# DIRECTION:
Reproduce the records below word for word, starting from their first line and continuing up to and including the line that contains "(407, 207), (430, 238)".

# RAW DATA:
+++

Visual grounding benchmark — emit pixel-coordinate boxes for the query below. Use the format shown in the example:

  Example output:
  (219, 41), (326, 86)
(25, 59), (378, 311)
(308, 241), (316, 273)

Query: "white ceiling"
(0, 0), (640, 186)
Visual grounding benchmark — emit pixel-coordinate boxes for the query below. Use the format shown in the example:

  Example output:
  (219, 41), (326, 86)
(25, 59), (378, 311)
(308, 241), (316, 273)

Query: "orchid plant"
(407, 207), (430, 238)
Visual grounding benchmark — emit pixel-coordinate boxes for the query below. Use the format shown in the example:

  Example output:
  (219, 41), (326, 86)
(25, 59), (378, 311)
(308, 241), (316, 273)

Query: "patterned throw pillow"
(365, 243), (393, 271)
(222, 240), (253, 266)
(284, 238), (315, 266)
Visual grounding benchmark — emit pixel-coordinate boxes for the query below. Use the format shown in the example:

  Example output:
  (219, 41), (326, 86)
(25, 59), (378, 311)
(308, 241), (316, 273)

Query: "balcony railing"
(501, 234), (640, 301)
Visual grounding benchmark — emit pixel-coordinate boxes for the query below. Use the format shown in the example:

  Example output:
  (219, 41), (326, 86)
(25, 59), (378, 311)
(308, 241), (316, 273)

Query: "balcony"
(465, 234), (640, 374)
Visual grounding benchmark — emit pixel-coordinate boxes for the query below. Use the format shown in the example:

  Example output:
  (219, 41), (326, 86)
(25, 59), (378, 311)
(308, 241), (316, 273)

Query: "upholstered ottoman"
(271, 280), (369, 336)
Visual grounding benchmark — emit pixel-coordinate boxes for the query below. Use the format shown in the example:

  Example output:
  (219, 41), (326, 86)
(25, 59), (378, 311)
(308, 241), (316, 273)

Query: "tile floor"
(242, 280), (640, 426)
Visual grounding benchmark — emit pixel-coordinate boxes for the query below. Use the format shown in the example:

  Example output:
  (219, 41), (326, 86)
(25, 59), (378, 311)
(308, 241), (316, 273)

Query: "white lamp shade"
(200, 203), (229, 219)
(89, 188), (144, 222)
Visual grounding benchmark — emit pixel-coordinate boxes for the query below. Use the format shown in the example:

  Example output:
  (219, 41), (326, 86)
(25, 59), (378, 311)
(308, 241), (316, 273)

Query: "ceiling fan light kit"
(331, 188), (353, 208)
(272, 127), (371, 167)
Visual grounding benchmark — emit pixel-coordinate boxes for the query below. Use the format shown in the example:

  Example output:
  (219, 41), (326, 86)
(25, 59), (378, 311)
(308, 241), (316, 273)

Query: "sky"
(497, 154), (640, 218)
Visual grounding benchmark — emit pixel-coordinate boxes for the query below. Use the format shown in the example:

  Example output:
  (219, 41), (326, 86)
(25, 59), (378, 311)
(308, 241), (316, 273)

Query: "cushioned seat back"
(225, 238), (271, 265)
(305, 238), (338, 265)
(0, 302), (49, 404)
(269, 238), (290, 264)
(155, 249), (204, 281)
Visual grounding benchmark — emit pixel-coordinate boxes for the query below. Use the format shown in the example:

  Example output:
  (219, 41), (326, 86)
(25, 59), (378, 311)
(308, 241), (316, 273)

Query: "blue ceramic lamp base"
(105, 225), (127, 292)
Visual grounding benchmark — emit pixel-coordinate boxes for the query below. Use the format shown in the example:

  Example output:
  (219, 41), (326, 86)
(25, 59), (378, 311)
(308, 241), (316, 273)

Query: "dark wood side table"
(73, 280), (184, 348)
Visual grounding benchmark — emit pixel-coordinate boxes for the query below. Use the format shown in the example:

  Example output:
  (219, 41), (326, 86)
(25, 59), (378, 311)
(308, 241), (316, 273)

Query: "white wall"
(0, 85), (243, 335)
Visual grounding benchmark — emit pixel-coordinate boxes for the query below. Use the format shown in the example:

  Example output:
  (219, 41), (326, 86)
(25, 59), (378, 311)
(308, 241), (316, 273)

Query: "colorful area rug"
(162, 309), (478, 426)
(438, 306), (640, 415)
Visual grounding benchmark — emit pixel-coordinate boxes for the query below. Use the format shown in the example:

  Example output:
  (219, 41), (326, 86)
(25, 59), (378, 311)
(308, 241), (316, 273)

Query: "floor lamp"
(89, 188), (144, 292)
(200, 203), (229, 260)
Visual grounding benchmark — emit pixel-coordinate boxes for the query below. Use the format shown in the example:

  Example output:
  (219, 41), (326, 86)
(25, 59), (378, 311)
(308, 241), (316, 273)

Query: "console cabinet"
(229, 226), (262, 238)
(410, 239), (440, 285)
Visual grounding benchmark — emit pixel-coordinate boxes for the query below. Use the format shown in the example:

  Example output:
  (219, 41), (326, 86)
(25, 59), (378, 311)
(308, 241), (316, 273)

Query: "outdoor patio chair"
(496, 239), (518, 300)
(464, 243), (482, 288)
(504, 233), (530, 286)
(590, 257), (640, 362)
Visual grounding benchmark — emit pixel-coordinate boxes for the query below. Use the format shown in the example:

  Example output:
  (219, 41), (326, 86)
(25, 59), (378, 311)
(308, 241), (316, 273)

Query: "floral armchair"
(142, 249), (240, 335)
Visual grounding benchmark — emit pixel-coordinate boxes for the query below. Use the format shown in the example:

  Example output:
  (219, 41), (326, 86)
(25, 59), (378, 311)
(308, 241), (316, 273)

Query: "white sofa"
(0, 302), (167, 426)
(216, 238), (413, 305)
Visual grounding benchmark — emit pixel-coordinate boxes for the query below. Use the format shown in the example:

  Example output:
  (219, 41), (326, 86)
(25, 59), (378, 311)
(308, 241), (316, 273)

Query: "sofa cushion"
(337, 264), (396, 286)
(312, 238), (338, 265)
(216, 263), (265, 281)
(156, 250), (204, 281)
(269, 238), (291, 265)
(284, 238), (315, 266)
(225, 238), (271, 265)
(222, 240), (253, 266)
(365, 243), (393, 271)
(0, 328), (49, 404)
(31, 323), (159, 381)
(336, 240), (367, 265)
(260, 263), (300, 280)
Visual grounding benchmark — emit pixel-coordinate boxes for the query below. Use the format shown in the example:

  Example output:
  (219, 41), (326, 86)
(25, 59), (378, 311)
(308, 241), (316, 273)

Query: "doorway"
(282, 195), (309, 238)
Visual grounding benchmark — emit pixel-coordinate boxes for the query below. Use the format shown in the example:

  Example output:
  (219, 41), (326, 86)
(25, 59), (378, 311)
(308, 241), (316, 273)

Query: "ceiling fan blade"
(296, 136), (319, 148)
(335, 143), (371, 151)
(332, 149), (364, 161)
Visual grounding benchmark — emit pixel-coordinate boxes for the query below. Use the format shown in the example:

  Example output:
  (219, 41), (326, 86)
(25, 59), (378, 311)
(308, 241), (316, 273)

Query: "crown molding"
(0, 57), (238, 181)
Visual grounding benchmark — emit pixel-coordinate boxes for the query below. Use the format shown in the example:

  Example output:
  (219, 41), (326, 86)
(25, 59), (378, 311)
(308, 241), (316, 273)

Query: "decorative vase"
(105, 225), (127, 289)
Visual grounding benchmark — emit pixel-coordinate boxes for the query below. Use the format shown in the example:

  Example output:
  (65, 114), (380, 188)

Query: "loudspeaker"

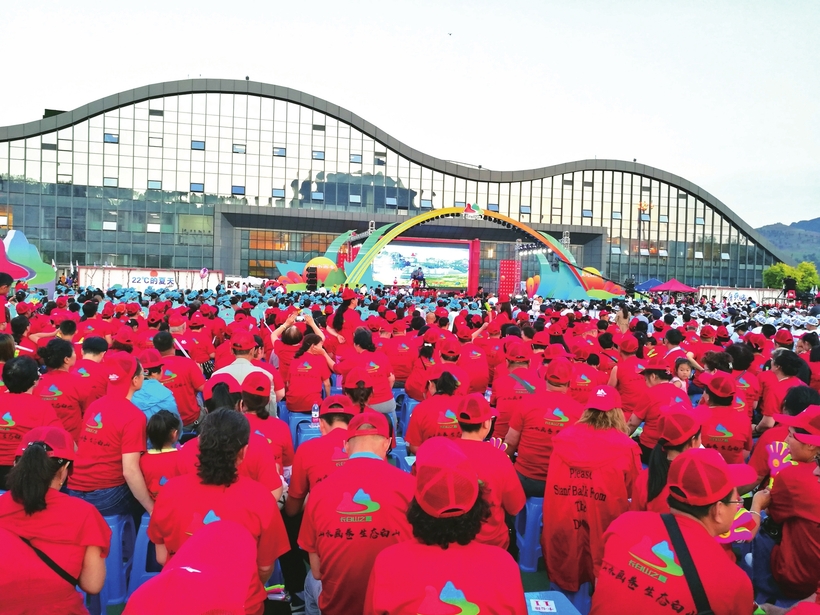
(305, 267), (319, 292)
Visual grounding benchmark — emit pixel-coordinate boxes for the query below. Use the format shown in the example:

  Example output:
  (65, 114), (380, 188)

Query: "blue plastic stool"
(550, 583), (592, 615)
(100, 515), (136, 613)
(515, 498), (544, 572)
(128, 513), (159, 598)
(293, 424), (322, 448)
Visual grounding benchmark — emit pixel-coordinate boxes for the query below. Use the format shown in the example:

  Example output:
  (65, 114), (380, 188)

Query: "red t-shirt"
(541, 423), (641, 591)
(159, 355), (205, 425)
(769, 463), (820, 598)
(458, 342), (490, 395)
(285, 352), (330, 412)
(590, 512), (754, 615)
(148, 474), (290, 614)
(179, 432), (282, 491)
(34, 369), (87, 441)
(636, 382), (689, 449)
(245, 412), (293, 471)
(0, 489), (111, 615)
(404, 395), (461, 447)
(71, 359), (110, 408)
(454, 438), (527, 549)
(336, 350), (393, 404)
(299, 457), (416, 615)
(288, 427), (347, 500)
(140, 448), (187, 500)
(68, 395), (147, 491)
(510, 391), (584, 480)
(490, 367), (546, 438)
(0, 392), (63, 466)
(364, 540), (527, 615)
(701, 406), (752, 463)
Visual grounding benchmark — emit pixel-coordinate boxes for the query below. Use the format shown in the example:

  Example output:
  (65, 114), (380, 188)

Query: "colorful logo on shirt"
(417, 581), (481, 615)
(629, 536), (683, 583)
(438, 410), (458, 429)
(336, 489), (381, 523)
(711, 423), (735, 440)
(544, 408), (569, 425)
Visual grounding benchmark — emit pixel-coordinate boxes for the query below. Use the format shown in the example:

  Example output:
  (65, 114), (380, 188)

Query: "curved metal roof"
(0, 79), (791, 263)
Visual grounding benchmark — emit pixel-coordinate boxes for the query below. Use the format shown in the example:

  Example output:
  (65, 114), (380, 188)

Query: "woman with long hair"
(0, 426), (111, 615)
(336, 327), (396, 430)
(34, 338), (86, 441)
(285, 333), (333, 412)
(629, 406), (703, 513)
(541, 385), (641, 592)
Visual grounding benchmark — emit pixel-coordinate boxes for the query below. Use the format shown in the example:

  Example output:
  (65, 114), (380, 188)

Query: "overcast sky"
(0, 0), (820, 227)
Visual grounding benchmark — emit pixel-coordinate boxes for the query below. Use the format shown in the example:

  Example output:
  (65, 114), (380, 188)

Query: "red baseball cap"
(415, 438), (479, 519)
(774, 405), (820, 446)
(231, 331), (256, 350)
(202, 374), (242, 400)
(319, 395), (359, 416)
(774, 329), (794, 345)
(456, 393), (493, 425)
(441, 338), (461, 357)
(140, 348), (165, 369)
(347, 410), (390, 440)
(546, 357), (572, 386)
(618, 335), (638, 354)
(15, 425), (75, 461)
(700, 372), (737, 397)
(658, 404), (703, 446)
(666, 448), (757, 506)
(242, 371), (271, 397)
(342, 367), (373, 389)
(504, 342), (530, 363)
(586, 384), (622, 412)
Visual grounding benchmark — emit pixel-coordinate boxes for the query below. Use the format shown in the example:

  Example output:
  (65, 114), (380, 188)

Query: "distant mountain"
(757, 218), (820, 269)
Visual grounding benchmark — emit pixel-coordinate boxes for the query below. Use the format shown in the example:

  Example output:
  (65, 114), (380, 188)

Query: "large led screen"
(373, 241), (470, 289)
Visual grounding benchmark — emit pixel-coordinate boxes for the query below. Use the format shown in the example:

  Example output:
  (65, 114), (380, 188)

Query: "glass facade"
(0, 82), (779, 288)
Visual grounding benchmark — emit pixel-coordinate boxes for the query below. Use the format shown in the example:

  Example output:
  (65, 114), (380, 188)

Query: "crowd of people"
(0, 272), (820, 615)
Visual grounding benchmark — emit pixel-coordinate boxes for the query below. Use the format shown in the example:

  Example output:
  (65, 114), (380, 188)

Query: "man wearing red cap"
(504, 357), (584, 498)
(453, 393), (524, 549)
(364, 438), (527, 615)
(299, 412), (415, 615)
(490, 338), (545, 439)
(590, 448), (754, 615)
(752, 405), (820, 602)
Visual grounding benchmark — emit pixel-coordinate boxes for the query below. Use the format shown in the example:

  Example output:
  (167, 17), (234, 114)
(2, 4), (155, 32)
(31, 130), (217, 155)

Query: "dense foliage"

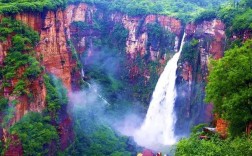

+++

# OUTPUT BELOW:
Visual grounding benchmark — emit pixel-coordinate boxes for the query below. Use the format shown in the example:

  Example output:
  (219, 41), (326, 86)
(25, 59), (378, 311)
(308, 241), (316, 273)

Query: "white ceiling"
(0, 0), (640, 186)
Visual grounding benchmark — emit pixel-coordinate boxes for the query below. Use the format shown in the example:

  Example output:
  (219, 41), (326, 86)
(25, 59), (378, 311)
(308, 241), (316, 273)

Query: "orchid plant"
(407, 207), (430, 238)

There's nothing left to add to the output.